***** Excerpted data *****

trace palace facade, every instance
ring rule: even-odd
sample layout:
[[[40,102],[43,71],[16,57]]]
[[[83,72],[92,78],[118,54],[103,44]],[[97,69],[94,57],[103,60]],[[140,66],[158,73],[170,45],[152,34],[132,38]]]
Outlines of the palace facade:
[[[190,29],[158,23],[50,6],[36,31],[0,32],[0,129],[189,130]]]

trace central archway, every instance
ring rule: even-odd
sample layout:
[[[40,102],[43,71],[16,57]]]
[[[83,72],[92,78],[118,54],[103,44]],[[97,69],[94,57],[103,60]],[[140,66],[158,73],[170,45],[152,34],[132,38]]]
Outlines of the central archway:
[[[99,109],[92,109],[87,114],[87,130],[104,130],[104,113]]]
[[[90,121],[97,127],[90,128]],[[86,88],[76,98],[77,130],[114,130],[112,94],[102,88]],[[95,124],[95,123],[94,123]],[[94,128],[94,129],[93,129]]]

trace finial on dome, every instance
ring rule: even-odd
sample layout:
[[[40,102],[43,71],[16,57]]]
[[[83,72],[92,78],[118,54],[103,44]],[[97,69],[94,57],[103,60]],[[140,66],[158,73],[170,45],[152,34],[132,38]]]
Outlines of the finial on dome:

*****

Task statement >> Match on "dome" and report each line of the data above that has it.

The completed task >>
trace finial on dome, every instance
Outlines of the finial on dome:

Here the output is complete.